## Excerpted passage
..........

(NEXSTAR) — Have you had any strange reactions to red meat or milk products recently? You may have developed new allergies to a certain type of sugar and a creature called the lone star tick may be to blame.
The potentially life-threatening allergic reaction is called alpha-gal syndrome, or AGS. The Centers for Disease Control and Prevention says AGS can be triggered by a bite from a lone star tick, which is present in most areas of the U.S., though are less common up north and out west.
Alpha-gal is a sugar molecule that’s found in most mammals and can also be found in their meat. Alpha-gal is found in pork, beef, lamb and venison. Allergic reactions include hives and rash, diarrhea, nausea, shortness of breath, low blood pressure and swelling of lips, throat, tongue and eyelids.
Reactions set in between two and six hours after contact, the CDC says. While symptoms range from mild to serious (anaphylaxis can occur), you should contact your doctor if you think you may have AGS.
While the CDC says more data is still needed, recent information points ever clearer to a rise in cases. Research published in Annals of Allergy, Asthma and Immunology scholarly journal indicated an increase in positive test results from 1,110 in 2011 to 7,798 in 2018. At least 34,000 people had been diagnosed with the syndrome as of that time.
Researchers say treatment involves taking antihistamines and adjusting diets to avoid mammalian products. Over time and with physicians’ advice, people can re-introduce meats and mammal products back into their diets.

..........

## Prompt
Please copy the alpha-gal syndrome article word for word, starting with "(NEXSTAR) — Have" and going on through "tongue and eyelids.".

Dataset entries

..........

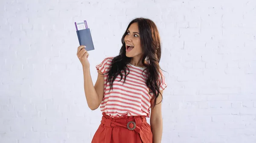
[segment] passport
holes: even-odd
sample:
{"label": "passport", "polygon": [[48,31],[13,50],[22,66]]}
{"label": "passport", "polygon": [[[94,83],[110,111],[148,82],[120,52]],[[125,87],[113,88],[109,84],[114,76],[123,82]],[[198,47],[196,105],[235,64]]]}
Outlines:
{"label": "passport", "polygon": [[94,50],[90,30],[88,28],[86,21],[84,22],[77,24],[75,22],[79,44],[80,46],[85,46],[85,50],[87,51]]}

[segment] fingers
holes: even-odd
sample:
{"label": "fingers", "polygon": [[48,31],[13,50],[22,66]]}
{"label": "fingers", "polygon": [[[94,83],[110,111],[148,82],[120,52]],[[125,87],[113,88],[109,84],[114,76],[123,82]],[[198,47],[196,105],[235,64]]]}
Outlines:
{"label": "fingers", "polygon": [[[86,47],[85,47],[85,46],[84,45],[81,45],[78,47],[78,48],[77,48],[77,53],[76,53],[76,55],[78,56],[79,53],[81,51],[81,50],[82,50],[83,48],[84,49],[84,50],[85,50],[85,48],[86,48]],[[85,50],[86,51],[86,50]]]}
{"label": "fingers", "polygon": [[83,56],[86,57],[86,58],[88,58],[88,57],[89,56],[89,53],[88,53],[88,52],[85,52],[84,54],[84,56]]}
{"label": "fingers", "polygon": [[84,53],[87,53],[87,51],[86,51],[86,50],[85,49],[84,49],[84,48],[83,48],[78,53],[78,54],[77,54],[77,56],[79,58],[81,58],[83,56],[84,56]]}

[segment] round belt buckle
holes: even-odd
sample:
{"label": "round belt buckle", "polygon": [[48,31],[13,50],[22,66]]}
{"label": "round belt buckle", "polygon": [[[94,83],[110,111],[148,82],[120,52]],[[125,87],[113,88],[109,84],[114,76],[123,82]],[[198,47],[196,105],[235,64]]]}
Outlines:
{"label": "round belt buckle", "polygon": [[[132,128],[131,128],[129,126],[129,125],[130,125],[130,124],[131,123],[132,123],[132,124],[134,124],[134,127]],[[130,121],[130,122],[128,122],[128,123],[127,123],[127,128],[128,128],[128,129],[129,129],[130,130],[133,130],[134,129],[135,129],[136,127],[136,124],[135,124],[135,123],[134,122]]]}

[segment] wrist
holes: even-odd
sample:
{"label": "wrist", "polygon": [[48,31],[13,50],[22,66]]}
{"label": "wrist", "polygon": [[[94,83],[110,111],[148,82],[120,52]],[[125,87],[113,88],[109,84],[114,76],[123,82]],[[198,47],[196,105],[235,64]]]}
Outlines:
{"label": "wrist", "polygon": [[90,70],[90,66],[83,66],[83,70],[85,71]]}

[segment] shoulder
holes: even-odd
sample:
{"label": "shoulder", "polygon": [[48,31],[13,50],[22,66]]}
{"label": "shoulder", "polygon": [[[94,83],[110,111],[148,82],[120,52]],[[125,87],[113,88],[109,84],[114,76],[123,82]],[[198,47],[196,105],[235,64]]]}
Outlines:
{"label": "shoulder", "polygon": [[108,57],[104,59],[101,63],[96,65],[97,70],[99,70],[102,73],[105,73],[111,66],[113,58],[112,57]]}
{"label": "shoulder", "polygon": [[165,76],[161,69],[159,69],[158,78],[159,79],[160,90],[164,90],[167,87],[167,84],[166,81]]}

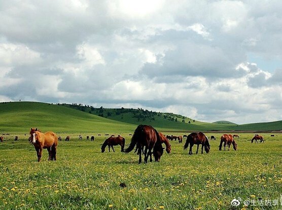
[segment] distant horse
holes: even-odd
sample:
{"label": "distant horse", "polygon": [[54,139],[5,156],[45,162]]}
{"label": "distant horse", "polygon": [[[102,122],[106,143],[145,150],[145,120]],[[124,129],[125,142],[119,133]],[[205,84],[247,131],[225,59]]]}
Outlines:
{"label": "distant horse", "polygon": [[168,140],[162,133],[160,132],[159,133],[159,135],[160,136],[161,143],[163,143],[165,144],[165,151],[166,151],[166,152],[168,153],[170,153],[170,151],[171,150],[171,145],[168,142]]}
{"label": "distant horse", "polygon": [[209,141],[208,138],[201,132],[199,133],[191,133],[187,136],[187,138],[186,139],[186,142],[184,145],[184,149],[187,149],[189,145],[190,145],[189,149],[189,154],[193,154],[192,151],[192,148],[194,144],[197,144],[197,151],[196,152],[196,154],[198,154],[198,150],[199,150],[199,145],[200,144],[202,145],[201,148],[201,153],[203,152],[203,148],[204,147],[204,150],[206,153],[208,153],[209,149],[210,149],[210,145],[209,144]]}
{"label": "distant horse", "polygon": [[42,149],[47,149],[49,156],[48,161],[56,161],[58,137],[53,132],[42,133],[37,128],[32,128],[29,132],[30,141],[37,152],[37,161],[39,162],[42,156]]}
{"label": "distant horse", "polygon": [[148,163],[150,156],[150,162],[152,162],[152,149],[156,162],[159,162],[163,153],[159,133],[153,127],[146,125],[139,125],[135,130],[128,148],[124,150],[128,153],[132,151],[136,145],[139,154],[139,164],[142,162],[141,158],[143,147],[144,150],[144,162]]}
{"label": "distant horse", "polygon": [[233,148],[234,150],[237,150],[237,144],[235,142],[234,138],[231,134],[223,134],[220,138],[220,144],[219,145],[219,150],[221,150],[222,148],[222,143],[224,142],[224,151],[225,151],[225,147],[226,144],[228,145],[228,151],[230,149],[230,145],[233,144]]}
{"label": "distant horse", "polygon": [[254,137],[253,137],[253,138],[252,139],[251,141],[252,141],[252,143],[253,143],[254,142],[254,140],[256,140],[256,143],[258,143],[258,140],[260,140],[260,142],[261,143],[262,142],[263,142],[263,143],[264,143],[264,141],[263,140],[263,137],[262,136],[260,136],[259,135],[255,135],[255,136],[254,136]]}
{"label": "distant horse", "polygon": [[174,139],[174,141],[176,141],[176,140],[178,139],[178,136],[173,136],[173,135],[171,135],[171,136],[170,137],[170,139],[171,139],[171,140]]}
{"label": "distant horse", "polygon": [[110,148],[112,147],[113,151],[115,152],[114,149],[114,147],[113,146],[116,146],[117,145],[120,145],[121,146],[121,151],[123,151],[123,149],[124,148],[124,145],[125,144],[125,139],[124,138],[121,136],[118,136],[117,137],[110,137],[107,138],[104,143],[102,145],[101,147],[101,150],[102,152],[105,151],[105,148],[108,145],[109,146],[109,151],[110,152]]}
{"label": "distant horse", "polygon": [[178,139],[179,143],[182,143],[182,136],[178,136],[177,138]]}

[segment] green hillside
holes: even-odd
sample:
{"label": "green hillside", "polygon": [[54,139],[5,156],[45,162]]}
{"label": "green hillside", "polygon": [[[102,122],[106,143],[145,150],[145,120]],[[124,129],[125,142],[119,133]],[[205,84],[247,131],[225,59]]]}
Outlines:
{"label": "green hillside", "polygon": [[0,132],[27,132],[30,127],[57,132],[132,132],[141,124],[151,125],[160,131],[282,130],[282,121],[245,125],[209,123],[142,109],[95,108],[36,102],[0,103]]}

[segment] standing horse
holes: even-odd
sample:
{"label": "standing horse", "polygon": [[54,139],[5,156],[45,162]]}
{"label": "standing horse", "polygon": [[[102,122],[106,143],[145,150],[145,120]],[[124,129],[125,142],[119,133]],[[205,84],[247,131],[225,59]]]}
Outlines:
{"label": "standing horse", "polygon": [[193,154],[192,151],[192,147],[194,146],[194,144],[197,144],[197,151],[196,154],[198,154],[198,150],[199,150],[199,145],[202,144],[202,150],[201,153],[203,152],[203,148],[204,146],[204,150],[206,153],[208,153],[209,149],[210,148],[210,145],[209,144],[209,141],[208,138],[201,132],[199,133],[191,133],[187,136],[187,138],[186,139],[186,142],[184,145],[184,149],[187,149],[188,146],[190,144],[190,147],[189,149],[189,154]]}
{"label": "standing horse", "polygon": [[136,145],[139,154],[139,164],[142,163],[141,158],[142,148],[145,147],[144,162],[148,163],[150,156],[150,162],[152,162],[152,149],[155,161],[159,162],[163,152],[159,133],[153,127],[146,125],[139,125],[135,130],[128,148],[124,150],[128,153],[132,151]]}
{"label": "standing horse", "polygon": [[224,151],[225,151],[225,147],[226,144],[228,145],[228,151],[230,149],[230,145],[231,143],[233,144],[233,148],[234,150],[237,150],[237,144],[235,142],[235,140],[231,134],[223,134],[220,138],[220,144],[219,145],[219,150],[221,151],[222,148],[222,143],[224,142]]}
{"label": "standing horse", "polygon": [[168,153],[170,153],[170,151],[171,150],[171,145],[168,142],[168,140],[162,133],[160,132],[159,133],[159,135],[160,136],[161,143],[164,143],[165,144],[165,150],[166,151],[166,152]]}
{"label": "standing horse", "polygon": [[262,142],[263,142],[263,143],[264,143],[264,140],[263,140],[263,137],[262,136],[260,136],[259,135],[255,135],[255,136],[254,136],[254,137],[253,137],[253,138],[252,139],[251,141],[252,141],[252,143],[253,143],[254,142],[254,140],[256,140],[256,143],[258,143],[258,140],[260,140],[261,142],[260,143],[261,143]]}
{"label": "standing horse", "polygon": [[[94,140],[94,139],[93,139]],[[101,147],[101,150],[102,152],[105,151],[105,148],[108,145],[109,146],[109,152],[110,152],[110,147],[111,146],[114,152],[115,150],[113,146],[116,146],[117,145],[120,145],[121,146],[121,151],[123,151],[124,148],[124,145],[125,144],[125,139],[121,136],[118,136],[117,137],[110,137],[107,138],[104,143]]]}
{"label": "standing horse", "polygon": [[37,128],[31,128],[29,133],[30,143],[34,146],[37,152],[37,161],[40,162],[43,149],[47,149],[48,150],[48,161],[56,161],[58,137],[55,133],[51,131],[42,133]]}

..........

## Output
(NEXSTAR) — Have you had any strange reactions to red meat or milk products recently? You may have developed new allergies to a certain type of sugar and a creature called the lone star tick may be to blame.
The potentially life-threatening allergic reaction is called alpha-gal syndrome, or AGS. The Centers for Disease Control and Prevention says AGS can be triggered by a bite from a lone star tick, which is present in most areas of the U.S., though are less common up north and out west.
Alpha-gal is a sugar molecule that’s found in most mammals and can also be found in their meat. Alpha-gal is found in pork, beef, lamb and venison. Allergic reactions include hives and rash, diarrhea, nausea, shortness of breath, low blood pressure and swelling of lips, throat, tongue and eyelids.